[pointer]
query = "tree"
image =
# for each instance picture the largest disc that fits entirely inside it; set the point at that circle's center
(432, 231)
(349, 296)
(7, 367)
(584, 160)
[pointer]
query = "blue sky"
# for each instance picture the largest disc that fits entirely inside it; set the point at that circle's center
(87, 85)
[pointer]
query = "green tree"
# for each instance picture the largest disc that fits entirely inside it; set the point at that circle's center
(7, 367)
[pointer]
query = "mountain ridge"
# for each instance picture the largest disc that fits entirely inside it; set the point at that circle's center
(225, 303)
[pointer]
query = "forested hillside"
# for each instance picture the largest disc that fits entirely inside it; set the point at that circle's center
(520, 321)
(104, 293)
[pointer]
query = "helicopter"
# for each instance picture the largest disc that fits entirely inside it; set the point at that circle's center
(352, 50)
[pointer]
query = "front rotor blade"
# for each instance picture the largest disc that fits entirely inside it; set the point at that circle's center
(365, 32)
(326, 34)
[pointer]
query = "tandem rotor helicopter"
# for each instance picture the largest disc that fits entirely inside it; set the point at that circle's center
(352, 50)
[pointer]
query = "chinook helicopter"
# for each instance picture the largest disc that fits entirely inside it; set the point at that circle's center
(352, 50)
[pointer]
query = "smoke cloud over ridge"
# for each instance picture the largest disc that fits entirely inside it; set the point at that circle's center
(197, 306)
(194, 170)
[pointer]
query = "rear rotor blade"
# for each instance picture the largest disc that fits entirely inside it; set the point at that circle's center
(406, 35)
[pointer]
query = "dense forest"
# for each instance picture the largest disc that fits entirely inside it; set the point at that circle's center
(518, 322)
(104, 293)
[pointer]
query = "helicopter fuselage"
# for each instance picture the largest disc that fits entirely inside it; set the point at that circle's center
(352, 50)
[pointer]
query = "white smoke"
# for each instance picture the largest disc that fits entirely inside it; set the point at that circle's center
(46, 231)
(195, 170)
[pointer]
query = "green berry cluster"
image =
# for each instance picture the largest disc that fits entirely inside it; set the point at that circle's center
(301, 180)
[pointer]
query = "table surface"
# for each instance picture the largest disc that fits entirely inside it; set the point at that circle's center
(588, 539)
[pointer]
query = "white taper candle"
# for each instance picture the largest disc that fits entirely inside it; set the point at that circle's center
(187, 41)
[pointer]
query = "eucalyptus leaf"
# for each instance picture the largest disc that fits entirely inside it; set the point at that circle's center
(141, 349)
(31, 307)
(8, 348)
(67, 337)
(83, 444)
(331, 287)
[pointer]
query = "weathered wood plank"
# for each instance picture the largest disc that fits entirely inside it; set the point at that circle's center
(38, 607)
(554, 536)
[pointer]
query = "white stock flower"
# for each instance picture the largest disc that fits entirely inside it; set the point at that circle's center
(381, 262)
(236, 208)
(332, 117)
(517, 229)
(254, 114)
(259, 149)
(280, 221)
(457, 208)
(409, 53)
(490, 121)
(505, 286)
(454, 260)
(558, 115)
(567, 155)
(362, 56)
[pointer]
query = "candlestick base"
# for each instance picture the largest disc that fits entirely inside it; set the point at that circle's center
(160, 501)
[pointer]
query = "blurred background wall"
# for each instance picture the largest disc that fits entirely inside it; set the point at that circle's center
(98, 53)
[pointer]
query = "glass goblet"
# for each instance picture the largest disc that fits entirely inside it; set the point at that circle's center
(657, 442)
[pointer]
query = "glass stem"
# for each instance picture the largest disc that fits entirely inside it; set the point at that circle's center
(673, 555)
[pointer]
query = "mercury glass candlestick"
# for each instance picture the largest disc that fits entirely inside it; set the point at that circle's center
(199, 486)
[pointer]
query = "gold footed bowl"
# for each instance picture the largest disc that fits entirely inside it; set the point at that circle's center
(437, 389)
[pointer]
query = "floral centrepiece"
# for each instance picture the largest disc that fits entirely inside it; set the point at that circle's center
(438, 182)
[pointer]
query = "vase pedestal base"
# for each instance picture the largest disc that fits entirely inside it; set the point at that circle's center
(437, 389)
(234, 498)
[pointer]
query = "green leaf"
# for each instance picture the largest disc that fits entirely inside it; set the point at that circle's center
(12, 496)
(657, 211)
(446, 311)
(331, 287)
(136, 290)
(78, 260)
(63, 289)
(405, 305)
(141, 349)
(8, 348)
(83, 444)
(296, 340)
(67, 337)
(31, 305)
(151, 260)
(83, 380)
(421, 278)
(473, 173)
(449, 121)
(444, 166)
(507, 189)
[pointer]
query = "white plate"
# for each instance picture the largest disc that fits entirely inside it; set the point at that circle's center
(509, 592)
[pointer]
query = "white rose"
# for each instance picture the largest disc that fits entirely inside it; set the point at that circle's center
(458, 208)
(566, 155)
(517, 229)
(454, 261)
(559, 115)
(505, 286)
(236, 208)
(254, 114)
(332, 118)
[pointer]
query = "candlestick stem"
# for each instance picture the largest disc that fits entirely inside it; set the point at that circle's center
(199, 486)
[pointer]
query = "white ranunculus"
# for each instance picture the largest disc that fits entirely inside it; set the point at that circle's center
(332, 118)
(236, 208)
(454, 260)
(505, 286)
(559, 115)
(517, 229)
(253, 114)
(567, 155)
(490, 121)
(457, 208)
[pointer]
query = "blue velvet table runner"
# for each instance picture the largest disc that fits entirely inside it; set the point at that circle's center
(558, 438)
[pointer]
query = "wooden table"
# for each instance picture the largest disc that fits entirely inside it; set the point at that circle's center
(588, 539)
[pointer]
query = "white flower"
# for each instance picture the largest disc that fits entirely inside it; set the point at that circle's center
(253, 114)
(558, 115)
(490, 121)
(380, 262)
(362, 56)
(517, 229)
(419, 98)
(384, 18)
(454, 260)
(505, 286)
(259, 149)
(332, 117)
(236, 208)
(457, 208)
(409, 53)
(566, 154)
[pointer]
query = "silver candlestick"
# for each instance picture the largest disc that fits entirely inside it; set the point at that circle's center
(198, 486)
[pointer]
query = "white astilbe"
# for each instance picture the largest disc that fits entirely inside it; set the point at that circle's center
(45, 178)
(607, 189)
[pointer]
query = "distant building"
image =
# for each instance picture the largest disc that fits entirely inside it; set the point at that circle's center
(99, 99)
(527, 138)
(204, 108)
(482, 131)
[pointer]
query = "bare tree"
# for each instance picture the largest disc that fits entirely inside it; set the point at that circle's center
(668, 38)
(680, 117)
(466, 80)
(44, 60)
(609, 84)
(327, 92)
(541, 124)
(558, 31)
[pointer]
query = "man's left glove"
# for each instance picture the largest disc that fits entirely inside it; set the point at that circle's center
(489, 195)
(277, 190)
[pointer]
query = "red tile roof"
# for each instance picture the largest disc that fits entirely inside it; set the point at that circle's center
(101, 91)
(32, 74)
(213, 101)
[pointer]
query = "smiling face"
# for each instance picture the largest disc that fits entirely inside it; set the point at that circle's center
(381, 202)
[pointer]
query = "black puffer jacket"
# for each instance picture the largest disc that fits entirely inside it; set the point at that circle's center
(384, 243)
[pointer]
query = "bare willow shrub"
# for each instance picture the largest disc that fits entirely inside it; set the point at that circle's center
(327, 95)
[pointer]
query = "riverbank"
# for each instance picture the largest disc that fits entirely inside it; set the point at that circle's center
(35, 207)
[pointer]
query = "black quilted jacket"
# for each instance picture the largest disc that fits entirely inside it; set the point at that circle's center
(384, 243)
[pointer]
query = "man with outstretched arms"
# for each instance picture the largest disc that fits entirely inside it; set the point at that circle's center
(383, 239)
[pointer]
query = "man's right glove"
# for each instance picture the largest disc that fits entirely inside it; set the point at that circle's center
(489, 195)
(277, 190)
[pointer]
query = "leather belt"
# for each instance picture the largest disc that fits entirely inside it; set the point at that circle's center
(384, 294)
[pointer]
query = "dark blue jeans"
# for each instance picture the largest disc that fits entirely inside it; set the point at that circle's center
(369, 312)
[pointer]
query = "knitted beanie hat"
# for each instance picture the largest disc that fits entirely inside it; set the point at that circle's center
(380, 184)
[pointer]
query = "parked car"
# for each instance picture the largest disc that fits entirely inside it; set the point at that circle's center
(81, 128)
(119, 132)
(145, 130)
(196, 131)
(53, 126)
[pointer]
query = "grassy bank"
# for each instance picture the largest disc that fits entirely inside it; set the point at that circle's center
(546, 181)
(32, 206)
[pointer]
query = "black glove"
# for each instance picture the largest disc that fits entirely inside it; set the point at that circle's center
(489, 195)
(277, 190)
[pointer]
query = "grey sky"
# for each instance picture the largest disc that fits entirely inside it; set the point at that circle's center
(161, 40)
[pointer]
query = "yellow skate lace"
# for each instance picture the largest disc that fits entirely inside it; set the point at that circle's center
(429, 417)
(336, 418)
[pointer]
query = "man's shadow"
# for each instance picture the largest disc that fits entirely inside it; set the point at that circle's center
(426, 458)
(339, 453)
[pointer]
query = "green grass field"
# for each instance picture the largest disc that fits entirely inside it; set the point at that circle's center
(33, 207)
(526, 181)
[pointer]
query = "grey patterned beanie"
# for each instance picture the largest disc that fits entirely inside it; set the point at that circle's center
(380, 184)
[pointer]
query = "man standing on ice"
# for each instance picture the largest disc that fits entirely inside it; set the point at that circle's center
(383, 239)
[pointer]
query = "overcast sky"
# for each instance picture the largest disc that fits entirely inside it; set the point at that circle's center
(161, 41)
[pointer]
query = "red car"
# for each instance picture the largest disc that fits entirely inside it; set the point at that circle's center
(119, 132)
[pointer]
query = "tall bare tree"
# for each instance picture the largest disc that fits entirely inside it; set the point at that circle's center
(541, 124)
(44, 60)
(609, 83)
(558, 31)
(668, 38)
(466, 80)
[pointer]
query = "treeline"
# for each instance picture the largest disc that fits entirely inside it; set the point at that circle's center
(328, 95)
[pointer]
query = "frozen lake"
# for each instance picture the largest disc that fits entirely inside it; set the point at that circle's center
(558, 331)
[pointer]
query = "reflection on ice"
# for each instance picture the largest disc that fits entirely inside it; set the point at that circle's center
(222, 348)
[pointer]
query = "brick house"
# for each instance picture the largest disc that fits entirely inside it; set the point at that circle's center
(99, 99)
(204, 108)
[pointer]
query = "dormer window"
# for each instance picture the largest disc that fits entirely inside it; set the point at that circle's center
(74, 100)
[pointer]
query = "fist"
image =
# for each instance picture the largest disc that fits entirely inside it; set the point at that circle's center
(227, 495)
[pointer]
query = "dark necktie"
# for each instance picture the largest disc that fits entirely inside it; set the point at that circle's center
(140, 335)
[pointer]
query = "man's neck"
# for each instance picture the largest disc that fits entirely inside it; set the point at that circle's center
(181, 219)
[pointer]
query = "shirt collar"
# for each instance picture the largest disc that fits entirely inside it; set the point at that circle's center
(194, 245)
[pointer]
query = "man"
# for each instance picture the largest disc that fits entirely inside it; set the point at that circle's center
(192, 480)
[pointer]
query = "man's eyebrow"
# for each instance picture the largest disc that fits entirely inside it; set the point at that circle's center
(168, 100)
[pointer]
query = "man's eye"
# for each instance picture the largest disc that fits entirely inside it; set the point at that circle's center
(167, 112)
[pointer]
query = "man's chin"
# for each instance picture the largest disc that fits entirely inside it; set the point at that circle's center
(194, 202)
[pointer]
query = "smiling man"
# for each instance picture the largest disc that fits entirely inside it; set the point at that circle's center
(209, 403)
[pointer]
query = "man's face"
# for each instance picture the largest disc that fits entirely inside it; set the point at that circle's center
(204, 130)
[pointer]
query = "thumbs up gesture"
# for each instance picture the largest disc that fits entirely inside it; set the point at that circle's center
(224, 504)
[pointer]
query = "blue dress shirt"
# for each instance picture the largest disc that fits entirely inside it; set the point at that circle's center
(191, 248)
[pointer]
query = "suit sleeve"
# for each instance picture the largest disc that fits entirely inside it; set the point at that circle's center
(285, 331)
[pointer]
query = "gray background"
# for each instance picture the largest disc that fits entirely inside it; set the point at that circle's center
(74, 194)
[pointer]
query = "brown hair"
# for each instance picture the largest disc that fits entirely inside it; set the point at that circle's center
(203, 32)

-------

*Directions*: Select every one of the lines above that contains the string "bare". Matching is case-sensitive.

*Response to this exercise*:
query = "bare tree"
query = "bare willow shrub"
query = "tall bare tree"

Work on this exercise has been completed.